## [EXERCISE DIRECTIONS]
Return each line of the material below that contains the word "dusty".

== DATA PROVIDED ==

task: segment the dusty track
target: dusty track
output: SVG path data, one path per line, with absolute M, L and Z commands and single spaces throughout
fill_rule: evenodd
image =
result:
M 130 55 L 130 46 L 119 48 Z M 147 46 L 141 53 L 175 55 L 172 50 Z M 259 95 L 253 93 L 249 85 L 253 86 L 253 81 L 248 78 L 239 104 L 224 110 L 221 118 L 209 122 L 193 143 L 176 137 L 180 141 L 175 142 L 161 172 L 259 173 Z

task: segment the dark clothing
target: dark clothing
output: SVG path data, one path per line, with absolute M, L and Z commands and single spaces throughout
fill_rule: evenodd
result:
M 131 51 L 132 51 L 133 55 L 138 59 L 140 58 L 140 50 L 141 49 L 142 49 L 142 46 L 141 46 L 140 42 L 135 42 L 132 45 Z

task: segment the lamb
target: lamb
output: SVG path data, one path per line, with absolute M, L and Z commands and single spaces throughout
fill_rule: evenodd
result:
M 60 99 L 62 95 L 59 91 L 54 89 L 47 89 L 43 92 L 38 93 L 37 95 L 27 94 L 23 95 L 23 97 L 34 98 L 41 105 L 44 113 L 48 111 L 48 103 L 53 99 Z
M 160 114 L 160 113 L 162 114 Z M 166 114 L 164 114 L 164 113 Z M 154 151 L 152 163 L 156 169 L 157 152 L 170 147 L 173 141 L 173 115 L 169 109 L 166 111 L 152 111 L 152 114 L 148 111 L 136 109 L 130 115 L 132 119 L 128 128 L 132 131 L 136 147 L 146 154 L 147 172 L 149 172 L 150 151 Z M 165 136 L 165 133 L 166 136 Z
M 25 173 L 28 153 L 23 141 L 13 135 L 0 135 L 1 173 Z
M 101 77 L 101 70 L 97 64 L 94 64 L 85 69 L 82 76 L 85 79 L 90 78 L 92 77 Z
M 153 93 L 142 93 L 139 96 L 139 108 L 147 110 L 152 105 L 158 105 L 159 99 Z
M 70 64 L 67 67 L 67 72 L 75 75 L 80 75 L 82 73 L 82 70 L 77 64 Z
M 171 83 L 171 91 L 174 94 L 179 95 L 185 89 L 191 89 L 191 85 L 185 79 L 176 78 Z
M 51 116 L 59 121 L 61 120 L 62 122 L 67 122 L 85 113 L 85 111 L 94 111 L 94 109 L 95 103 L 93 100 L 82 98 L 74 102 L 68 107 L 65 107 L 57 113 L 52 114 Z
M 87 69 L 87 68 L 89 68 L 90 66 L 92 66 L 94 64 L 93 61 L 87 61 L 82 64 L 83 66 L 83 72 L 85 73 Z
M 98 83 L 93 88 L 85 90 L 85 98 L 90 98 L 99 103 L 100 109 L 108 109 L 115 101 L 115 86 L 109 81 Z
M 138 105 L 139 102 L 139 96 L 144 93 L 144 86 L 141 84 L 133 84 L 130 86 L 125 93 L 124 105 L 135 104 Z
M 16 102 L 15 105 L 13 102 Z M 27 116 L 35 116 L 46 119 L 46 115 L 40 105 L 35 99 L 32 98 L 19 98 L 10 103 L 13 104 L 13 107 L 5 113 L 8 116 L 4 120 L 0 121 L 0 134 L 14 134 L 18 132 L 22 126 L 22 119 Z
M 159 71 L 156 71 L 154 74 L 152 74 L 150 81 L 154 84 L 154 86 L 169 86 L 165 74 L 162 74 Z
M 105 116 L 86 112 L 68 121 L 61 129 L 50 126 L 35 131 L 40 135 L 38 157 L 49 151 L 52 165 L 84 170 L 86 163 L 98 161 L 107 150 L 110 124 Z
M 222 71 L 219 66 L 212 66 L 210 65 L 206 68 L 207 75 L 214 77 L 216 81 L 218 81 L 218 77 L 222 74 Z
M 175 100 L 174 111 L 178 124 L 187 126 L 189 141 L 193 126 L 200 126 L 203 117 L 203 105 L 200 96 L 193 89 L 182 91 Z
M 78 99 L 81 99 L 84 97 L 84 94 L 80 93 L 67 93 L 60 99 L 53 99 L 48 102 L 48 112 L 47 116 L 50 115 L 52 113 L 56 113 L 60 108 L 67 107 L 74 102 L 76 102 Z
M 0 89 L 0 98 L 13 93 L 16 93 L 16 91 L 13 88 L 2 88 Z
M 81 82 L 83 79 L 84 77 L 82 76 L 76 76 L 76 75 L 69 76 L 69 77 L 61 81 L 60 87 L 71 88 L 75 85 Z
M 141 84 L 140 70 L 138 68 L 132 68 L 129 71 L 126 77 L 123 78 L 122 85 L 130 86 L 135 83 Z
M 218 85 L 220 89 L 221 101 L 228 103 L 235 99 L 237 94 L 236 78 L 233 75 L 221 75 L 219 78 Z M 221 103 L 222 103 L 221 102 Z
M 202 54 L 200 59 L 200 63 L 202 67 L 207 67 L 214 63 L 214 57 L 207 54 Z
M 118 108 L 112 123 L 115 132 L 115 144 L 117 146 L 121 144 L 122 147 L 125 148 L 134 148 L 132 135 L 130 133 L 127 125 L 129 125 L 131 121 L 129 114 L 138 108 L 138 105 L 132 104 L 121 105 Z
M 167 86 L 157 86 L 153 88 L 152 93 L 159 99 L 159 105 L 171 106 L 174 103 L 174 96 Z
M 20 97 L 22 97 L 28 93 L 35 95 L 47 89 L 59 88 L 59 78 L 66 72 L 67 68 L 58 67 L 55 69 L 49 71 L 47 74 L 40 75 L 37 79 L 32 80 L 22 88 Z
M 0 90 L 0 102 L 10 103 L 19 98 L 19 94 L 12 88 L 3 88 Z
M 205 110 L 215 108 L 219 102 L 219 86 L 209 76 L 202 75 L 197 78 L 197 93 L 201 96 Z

===
== DATA PROVIDED ==

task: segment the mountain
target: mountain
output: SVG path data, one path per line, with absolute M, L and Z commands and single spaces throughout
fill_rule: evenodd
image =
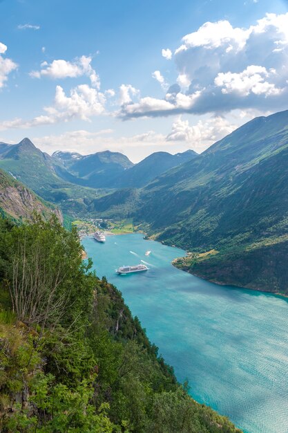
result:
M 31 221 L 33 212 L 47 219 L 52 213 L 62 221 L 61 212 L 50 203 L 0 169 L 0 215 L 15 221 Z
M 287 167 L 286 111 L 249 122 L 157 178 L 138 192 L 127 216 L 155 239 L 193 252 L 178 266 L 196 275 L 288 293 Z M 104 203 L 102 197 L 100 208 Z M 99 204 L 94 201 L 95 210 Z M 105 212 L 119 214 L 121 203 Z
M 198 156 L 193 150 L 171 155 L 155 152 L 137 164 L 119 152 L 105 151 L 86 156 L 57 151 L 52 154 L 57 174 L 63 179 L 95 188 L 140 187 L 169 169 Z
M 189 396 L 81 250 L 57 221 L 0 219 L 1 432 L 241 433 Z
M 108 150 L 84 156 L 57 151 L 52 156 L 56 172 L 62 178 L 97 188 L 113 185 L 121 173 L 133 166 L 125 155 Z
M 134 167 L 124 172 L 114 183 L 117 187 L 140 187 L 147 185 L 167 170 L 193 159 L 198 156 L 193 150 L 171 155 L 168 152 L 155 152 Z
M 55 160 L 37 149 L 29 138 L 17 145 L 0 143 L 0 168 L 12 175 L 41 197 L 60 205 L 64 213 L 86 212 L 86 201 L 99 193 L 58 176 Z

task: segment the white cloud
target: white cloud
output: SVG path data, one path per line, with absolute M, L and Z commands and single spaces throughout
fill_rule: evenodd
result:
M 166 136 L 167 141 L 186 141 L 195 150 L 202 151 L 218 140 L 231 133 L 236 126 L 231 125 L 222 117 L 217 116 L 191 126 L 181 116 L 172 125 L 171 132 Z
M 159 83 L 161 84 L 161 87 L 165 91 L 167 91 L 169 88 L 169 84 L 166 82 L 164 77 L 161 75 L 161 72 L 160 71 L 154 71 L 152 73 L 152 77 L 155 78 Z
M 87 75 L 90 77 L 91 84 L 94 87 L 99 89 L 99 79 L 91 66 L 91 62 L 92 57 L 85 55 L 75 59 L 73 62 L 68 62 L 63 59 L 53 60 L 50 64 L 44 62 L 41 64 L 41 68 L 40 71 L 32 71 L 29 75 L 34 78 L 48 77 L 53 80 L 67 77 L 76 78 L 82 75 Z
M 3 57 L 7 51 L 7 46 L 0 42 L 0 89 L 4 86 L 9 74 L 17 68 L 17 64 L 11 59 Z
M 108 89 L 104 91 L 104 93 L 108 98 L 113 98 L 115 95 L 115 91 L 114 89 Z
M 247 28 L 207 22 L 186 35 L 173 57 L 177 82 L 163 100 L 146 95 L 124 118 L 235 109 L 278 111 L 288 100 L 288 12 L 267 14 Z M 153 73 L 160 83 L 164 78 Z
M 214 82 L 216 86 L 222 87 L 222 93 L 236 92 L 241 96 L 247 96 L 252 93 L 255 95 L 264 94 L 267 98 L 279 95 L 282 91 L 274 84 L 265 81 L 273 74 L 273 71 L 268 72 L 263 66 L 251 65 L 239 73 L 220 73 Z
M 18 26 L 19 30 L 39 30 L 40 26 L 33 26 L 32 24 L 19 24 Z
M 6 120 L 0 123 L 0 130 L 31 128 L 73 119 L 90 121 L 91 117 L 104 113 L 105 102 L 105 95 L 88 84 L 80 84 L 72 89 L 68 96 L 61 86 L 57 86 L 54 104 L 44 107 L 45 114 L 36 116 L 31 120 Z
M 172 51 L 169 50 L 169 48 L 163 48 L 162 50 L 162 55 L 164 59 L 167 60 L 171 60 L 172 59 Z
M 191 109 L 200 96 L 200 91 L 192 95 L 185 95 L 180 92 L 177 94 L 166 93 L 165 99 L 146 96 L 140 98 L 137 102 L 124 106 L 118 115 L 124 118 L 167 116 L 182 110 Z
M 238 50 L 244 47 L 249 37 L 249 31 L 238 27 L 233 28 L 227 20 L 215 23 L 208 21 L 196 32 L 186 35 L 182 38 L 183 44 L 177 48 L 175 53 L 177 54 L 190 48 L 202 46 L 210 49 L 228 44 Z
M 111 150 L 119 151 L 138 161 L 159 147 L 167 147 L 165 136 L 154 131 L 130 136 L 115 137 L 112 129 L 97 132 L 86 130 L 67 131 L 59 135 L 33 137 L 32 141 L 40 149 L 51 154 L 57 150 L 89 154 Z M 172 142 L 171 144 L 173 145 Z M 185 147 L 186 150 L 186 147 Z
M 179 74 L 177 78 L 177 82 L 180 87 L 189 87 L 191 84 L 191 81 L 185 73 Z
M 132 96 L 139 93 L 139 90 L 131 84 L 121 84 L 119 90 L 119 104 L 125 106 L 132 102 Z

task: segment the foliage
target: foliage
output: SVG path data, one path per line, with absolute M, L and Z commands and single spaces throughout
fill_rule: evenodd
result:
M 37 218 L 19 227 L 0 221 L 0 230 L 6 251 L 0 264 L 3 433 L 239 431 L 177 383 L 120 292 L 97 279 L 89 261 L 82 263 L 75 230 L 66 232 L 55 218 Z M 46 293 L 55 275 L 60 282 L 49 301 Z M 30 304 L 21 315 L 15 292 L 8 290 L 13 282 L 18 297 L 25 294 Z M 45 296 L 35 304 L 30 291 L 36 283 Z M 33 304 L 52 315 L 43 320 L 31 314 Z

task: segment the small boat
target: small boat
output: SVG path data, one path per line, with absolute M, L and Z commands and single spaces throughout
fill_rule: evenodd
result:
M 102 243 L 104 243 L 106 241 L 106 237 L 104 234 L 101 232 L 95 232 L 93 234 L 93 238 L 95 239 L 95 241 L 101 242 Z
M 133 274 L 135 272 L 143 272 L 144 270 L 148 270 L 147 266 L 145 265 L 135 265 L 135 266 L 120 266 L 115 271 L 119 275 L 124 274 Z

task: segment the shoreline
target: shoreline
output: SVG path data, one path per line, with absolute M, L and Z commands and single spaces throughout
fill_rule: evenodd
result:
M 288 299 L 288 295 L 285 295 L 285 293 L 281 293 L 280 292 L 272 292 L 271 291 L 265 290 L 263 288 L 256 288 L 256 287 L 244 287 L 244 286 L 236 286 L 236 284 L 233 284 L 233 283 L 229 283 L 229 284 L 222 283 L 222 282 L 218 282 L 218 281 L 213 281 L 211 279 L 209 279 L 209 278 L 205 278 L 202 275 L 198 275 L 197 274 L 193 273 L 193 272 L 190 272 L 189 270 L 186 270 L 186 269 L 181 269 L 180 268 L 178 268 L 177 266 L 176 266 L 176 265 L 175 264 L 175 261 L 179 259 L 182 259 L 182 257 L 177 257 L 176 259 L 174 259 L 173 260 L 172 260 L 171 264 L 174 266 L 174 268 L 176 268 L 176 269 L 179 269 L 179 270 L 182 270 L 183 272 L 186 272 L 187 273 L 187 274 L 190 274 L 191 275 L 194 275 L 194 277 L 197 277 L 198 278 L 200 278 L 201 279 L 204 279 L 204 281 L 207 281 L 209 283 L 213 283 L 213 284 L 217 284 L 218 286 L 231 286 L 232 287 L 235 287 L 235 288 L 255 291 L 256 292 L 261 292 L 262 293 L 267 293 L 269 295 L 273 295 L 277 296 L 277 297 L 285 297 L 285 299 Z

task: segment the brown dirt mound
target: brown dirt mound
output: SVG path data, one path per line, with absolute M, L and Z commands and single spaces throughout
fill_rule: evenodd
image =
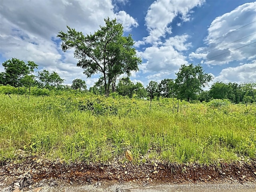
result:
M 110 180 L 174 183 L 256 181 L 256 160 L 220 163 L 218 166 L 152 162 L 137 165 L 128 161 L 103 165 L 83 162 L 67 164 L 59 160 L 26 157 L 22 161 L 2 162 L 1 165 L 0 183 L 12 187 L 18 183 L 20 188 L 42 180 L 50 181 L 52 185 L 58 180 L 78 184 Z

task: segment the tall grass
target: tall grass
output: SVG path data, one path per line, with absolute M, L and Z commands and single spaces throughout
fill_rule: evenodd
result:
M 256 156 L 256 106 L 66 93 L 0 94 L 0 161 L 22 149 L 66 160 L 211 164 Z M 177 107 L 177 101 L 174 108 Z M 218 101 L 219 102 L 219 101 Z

===
== DATA PROVIDED ==

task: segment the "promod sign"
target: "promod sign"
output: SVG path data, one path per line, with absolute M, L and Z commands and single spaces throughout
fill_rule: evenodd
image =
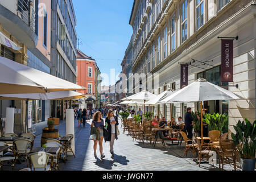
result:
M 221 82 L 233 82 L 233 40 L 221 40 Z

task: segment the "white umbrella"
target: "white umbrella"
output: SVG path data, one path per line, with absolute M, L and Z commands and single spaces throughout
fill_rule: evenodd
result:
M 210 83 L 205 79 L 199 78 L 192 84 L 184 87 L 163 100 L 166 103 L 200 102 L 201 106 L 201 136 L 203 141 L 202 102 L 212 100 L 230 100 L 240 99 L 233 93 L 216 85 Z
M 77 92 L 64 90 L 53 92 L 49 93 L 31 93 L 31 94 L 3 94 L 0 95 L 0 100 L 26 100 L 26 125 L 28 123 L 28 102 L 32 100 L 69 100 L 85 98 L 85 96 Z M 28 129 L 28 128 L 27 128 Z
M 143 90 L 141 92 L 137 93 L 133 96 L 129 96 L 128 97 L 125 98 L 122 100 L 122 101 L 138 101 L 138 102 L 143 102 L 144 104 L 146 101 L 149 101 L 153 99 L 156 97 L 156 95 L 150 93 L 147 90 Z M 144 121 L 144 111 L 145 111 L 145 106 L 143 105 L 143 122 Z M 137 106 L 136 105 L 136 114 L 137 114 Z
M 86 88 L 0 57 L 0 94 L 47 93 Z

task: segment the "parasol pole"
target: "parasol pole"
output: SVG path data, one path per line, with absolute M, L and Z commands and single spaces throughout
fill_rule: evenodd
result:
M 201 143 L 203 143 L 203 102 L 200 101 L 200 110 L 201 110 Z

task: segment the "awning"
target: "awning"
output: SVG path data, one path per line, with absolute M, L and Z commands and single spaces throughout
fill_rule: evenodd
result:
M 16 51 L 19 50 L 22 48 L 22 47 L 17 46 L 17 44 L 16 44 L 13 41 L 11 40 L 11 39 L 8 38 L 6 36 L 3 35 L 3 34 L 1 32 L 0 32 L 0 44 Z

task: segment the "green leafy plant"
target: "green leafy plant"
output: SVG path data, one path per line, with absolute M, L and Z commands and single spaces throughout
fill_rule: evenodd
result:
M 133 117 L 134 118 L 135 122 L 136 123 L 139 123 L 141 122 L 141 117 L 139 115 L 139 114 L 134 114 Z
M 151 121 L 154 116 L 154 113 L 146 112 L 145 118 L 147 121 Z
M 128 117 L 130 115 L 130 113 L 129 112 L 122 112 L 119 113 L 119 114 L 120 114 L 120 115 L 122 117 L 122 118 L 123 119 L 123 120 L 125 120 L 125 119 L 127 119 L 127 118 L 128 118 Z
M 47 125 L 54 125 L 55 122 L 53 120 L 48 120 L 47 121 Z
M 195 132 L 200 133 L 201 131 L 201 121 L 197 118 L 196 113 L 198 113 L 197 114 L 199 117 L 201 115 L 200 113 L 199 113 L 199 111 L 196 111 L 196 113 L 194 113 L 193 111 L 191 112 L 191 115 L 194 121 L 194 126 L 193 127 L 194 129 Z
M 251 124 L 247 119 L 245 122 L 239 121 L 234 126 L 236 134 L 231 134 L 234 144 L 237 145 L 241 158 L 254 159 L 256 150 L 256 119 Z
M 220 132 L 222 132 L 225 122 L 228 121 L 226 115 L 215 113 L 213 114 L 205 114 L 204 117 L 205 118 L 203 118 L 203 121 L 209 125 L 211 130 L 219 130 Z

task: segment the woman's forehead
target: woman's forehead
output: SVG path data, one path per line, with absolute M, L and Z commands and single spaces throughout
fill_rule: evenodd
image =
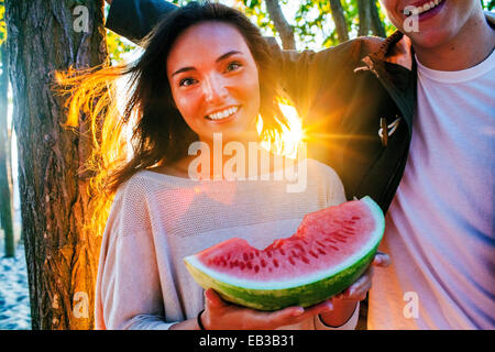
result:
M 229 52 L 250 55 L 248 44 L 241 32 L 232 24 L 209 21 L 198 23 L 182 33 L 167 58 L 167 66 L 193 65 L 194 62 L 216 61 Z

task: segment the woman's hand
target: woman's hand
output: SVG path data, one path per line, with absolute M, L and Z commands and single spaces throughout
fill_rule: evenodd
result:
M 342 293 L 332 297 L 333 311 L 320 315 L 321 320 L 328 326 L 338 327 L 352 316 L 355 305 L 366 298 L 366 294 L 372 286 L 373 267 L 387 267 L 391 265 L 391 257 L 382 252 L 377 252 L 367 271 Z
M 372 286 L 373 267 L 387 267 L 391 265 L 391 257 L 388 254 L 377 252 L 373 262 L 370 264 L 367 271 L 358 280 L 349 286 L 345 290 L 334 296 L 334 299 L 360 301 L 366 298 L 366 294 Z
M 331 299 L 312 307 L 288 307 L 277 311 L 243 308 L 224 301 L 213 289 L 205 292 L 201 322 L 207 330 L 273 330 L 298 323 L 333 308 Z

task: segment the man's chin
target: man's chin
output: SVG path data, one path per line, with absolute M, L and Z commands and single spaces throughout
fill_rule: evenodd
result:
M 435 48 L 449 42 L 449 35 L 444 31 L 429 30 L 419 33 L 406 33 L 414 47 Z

===

## [SOLVED PROBLEM]
task: segment the dusty track
target: dusty track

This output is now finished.